* **Instructions to follow**: Pull from the data below each line where the word "clicks" occurs, and copy it.

* **Data to use**:

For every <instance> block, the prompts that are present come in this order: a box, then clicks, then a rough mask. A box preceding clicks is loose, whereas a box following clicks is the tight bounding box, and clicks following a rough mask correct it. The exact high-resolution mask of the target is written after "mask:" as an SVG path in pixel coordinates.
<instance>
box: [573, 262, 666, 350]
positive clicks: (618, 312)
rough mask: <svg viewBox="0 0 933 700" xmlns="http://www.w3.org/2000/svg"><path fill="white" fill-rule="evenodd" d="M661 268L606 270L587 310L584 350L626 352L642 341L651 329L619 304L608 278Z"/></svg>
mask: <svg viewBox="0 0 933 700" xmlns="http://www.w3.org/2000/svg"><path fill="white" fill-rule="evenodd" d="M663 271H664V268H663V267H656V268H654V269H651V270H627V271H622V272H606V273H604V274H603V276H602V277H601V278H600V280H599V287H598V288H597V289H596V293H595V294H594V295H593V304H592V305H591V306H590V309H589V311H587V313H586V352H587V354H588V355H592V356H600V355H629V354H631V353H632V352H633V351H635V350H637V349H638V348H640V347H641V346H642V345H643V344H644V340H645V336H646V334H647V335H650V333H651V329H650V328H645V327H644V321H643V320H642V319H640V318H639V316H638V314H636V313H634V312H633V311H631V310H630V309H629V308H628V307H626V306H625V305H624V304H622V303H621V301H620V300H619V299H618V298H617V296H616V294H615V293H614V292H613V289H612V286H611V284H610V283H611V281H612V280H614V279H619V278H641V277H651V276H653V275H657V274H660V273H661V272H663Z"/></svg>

* **Response below**:
For every <instance> block, the prompts that are present come in this order: a box, then clicks, then a rough mask. A box preceding clicks is loose, whereas a box following clicks is the tight bounding box, and clicks following a rough mask correct it. The exact high-resolution mask of the target is written after "mask:" as an SVG path in pixel coordinates.
positive clicks: (618, 312)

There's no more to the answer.